▽

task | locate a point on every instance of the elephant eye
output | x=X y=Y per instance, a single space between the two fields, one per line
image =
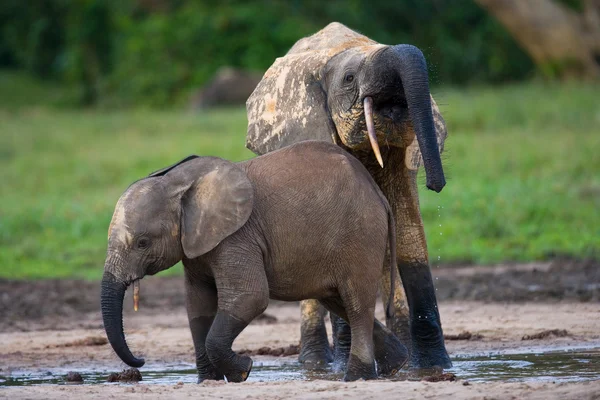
x=143 y=243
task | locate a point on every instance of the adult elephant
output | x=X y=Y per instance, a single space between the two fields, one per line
x=372 y=100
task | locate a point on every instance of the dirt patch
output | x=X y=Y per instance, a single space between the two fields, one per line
x=127 y=375
x=74 y=377
x=446 y=377
x=466 y=335
x=546 y=334
x=557 y=280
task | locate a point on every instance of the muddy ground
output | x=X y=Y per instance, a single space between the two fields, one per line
x=52 y=324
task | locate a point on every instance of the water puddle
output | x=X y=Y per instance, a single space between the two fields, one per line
x=557 y=366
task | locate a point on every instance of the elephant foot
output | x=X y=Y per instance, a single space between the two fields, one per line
x=359 y=370
x=315 y=358
x=428 y=348
x=341 y=355
x=241 y=371
x=209 y=375
x=391 y=355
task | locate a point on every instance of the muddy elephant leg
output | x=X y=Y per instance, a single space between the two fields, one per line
x=314 y=345
x=398 y=322
x=390 y=353
x=427 y=339
x=428 y=348
x=341 y=342
x=201 y=304
x=360 y=316
x=399 y=185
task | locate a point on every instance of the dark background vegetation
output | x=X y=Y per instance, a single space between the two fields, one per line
x=153 y=52
x=92 y=95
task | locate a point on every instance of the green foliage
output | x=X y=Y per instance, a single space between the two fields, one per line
x=153 y=53
x=521 y=161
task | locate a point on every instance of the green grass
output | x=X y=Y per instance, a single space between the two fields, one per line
x=522 y=164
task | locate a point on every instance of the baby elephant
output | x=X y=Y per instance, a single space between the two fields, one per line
x=303 y=222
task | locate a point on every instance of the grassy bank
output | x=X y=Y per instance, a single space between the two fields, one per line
x=522 y=164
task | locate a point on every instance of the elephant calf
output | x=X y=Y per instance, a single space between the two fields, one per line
x=303 y=222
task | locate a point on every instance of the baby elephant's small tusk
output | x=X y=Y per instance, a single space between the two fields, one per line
x=136 y=294
x=368 y=106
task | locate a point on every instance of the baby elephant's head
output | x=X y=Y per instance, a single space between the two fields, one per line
x=182 y=210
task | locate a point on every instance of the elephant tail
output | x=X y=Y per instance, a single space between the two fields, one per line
x=392 y=243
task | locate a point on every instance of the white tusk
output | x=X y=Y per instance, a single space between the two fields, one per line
x=368 y=106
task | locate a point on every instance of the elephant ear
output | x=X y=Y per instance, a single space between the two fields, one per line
x=163 y=171
x=217 y=204
x=413 y=158
x=289 y=104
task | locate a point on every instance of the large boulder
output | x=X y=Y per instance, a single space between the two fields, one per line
x=229 y=86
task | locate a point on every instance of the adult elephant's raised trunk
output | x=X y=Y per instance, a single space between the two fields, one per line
x=111 y=299
x=413 y=73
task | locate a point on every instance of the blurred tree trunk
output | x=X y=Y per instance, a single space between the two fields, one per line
x=562 y=42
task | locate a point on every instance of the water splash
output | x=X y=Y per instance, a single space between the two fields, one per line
x=575 y=365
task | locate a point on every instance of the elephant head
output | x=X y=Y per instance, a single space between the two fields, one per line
x=180 y=211
x=340 y=86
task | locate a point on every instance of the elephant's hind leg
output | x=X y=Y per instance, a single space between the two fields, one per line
x=314 y=345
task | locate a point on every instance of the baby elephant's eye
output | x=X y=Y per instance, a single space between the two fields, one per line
x=143 y=243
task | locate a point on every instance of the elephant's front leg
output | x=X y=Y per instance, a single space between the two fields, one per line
x=201 y=302
x=314 y=345
x=341 y=342
x=243 y=295
x=427 y=339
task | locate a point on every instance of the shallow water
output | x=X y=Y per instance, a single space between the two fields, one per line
x=557 y=366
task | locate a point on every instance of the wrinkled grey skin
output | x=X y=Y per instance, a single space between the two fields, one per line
x=303 y=222
x=318 y=90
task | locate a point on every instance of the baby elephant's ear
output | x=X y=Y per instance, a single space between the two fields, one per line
x=215 y=206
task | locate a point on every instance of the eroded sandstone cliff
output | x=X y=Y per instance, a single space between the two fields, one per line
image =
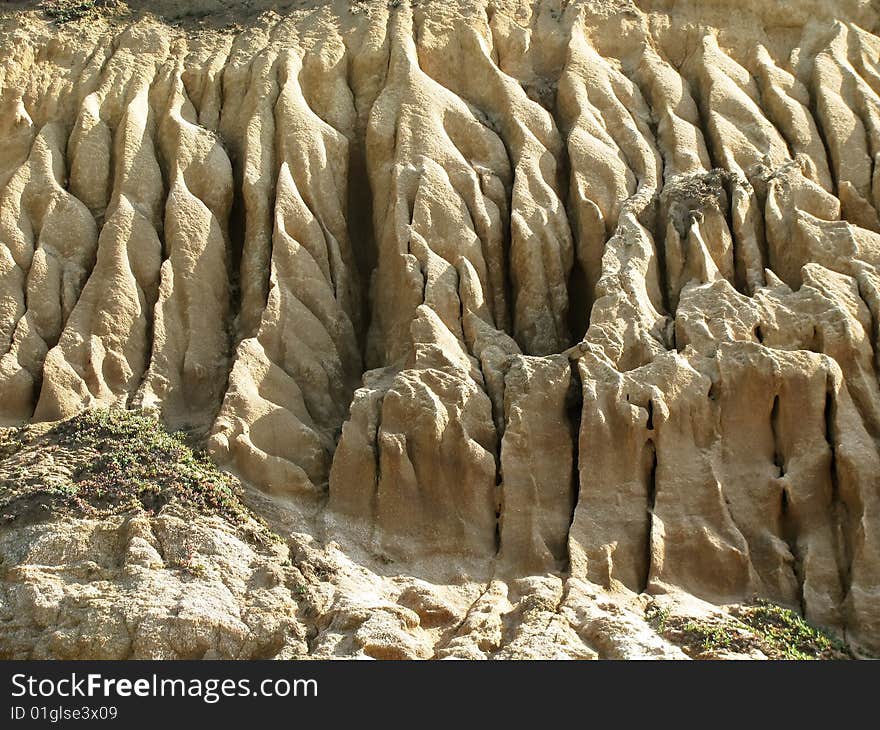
x=485 y=292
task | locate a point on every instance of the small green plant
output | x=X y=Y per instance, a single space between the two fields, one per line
x=775 y=631
x=657 y=617
x=122 y=461
x=788 y=636
x=65 y=11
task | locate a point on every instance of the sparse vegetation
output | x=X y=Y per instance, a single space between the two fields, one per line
x=120 y=461
x=773 y=630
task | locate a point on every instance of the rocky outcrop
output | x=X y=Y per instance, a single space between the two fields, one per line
x=585 y=291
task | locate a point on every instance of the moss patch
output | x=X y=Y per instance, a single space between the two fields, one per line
x=110 y=462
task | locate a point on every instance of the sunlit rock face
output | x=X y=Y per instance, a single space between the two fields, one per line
x=477 y=288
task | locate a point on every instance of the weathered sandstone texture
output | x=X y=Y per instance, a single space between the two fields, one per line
x=492 y=298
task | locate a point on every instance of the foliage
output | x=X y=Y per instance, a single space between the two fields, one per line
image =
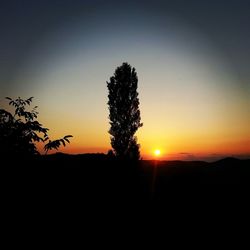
x=57 y=143
x=124 y=113
x=20 y=131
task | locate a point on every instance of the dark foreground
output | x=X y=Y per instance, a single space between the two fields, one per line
x=68 y=186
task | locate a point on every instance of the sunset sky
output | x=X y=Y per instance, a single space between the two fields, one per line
x=192 y=59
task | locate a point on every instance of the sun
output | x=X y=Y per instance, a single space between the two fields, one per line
x=157 y=152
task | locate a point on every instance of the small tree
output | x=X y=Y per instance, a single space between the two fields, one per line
x=124 y=113
x=19 y=132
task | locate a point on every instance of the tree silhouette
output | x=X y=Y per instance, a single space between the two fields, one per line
x=124 y=113
x=19 y=132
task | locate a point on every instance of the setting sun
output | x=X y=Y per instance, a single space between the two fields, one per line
x=157 y=152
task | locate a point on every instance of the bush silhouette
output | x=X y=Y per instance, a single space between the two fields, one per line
x=124 y=112
x=20 y=131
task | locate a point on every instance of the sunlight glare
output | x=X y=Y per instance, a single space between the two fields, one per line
x=157 y=152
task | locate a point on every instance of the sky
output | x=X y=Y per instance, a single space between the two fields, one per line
x=191 y=57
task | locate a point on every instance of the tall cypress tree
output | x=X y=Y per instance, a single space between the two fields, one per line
x=124 y=113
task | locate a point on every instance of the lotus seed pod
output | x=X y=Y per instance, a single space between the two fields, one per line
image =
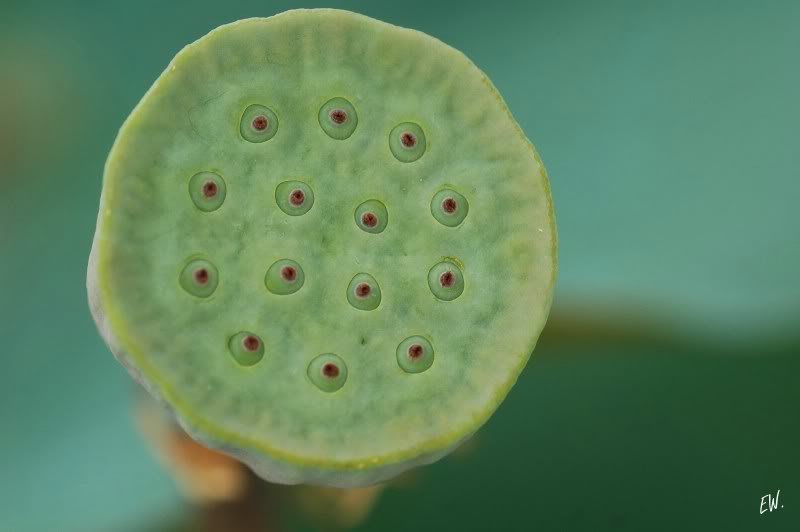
x=228 y=274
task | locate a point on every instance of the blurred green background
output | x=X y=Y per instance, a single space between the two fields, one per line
x=664 y=394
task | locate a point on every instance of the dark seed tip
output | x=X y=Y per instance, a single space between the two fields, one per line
x=201 y=276
x=415 y=351
x=408 y=139
x=251 y=343
x=447 y=279
x=449 y=205
x=330 y=370
x=297 y=197
x=260 y=123
x=209 y=189
x=369 y=219
x=288 y=273
x=363 y=290
x=338 y=116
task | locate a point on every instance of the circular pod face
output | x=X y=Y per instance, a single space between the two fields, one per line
x=316 y=347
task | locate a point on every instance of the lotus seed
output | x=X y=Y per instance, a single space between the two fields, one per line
x=327 y=372
x=449 y=207
x=407 y=142
x=338 y=118
x=446 y=281
x=295 y=198
x=207 y=191
x=199 y=278
x=364 y=293
x=415 y=354
x=284 y=277
x=372 y=216
x=246 y=348
x=262 y=247
x=258 y=124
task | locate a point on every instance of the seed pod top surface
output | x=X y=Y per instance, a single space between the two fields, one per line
x=324 y=243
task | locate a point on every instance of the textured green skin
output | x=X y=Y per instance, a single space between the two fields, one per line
x=383 y=420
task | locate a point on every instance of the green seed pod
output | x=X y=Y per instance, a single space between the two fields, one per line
x=189 y=287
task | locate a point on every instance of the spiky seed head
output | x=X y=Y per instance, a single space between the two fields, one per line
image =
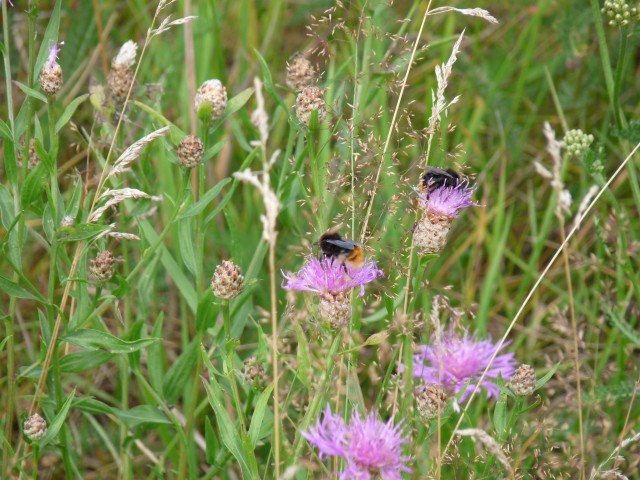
x=212 y=92
x=103 y=266
x=335 y=308
x=35 y=427
x=300 y=74
x=227 y=280
x=190 y=151
x=67 y=221
x=51 y=74
x=431 y=400
x=254 y=373
x=308 y=100
x=430 y=234
x=523 y=382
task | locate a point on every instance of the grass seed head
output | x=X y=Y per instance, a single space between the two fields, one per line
x=212 y=92
x=51 y=74
x=227 y=280
x=35 y=427
x=308 y=100
x=523 y=382
x=103 y=266
x=300 y=73
x=190 y=151
x=431 y=400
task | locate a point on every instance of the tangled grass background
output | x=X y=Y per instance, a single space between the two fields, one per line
x=169 y=167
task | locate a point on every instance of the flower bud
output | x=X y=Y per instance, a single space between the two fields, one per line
x=308 y=100
x=227 y=280
x=431 y=400
x=103 y=266
x=190 y=151
x=51 y=74
x=35 y=427
x=121 y=74
x=213 y=93
x=523 y=382
x=335 y=308
x=300 y=73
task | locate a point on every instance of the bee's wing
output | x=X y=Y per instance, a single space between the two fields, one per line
x=346 y=244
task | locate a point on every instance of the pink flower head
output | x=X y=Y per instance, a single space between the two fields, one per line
x=447 y=200
x=455 y=361
x=330 y=276
x=54 y=50
x=370 y=447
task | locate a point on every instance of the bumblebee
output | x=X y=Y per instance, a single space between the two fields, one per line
x=434 y=178
x=347 y=252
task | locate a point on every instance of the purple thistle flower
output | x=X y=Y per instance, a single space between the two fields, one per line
x=330 y=276
x=371 y=448
x=455 y=361
x=447 y=200
x=54 y=50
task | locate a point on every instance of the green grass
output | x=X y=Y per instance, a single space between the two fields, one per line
x=143 y=376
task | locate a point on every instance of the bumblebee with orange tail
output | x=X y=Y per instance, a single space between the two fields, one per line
x=347 y=252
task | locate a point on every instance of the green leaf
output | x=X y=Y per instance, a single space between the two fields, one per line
x=81 y=361
x=304 y=359
x=206 y=199
x=142 y=414
x=258 y=415
x=179 y=374
x=541 y=381
x=58 y=421
x=31 y=92
x=69 y=111
x=5 y=131
x=228 y=433
x=98 y=340
x=155 y=353
x=14 y=290
x=83 y=231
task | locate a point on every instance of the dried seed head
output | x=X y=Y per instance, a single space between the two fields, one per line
x=430 y=234
x=103 y=266
x=212 y=92
x=300 y=74
x=227 y=280
x=254 y=373
x=190 y=151
x=51 y=74
x=35 y=427
x=523 y=382
x=431 y=400
x=335 y=308
x=308 y=100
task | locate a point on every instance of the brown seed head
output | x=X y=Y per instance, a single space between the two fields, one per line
x=103 y=266
x=214 y=93
x=308 y=100
x=227 y=280
x=431 y=400
x=523 y=382
x=35 y=427
x=190 y=151
x=300 y=74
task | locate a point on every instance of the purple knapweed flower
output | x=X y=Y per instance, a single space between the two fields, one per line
x=447 y=201
x=330 y=276
x=332 y=281
x=457 y=360
x=371 y=448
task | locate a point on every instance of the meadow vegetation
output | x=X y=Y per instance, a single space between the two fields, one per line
x=169 y=310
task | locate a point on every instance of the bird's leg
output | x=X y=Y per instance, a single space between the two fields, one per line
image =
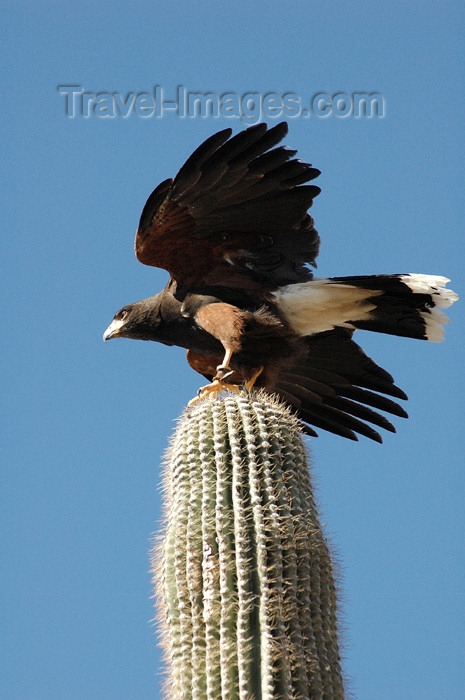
x=224 y=370
x=218 y=384
x=248 y=385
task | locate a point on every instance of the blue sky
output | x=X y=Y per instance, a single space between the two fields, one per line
x=86 y=424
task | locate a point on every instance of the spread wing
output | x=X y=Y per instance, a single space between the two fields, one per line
x=337 y=386
x=235 y=214
x=334 y=386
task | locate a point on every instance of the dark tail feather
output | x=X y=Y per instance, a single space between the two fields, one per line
x=409 y=305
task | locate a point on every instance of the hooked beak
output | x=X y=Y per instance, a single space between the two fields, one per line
x=112 y=330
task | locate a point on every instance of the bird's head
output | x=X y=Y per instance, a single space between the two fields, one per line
x=140 y=320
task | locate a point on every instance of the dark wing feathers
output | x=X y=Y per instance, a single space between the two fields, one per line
x=235 y=211
x=334 y=385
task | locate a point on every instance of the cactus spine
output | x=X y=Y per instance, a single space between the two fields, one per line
x=245 y=583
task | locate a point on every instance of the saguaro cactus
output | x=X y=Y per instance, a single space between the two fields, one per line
x=245 y=583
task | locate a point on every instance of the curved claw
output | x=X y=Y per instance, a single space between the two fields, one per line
x=212 y=390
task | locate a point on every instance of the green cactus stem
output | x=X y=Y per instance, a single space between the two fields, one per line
x=245 y=585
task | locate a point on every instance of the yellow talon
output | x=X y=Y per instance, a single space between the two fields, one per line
x=212 y=390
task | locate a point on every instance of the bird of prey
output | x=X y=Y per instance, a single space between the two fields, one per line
x=233 y=230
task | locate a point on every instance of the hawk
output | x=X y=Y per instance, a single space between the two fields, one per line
x=233 y=230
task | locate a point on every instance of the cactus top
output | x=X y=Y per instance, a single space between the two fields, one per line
x=232 y=229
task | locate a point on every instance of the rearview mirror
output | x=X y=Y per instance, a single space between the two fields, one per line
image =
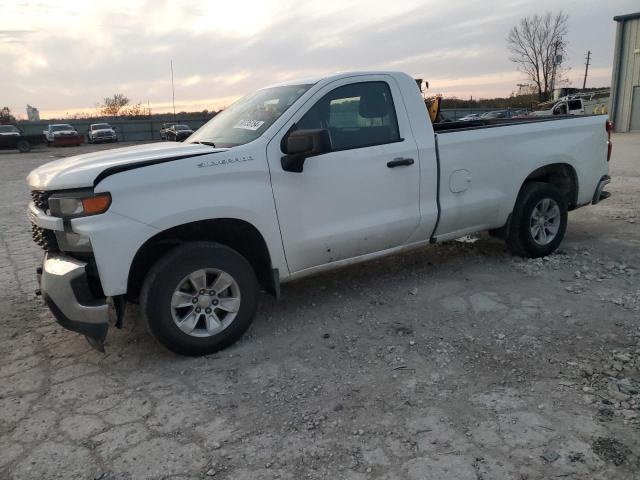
x=301 y=144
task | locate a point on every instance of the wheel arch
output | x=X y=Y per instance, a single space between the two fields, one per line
x=561 y=175
x=239 y=235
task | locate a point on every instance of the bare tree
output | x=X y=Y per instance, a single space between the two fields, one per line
x=6 y=116
x=537 y=46
x=111 y=106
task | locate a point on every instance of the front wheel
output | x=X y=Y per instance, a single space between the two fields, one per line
x=538 y=222
x=199 y=298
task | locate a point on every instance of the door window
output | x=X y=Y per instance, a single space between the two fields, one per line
x=357 y=115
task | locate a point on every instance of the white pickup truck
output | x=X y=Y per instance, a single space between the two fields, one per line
x=291 y=180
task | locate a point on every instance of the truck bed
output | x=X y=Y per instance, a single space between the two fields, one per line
x=458 y=126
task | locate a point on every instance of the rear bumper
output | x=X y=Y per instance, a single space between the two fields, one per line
x=600 y=194
x=65 y=290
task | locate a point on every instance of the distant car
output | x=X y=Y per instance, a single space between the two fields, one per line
x=471 y=116
x=9 y=131
x=177 y=133
x=164 y=128
x=495 y=114
x=12 y=137
x=62 y=134
x=101 y=132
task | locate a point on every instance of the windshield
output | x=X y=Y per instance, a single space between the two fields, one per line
x=249 y=117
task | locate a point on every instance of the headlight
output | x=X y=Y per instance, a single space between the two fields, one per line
x=79 y=204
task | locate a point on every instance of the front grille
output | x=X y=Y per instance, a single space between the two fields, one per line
x=41 y=199
x=44 y=238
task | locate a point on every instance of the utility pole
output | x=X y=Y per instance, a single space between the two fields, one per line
x=586 y=70
x=173 y=93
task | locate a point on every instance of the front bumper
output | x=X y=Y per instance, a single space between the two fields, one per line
x=65 y=289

△

- [Written exercise]: Copy everything from the line that contains "task | locate a point on every instance of the circular" down to the line that contains "x=383 y=420", both of those lines included, reproducing each line precisely.

- [Answer to the task]:
task | locate a point on every instance of the circular pod face
output | x=X y=Y per instance, a single space between the two fields, one per line
x=316 y=347
task | locate a point on every instance of the lotus seed
output | x=X y=Y per instance, a single space between the two fields, one per line
x=327 y=372
x=449 y=207
x=407 y=142
x=338 y=118
x=446 y=281
x=295 y=198
x=207 y=191
x=199 y=278
x=364 y=293
x=415 y=354
x=284 y=277
x=372 y=216
x=246 y=348
x=262 y=247
x=258 y=124
task | locate a point on every instance of the seed pod top surface
output | x=X y=Y per instance, a single space between the two fields, one per line
x=324 y=243
task | locate a point on every instance of the textured green skin
output | x=X y=Y per instance, a single space between the two fields, one per line
x=383 y=420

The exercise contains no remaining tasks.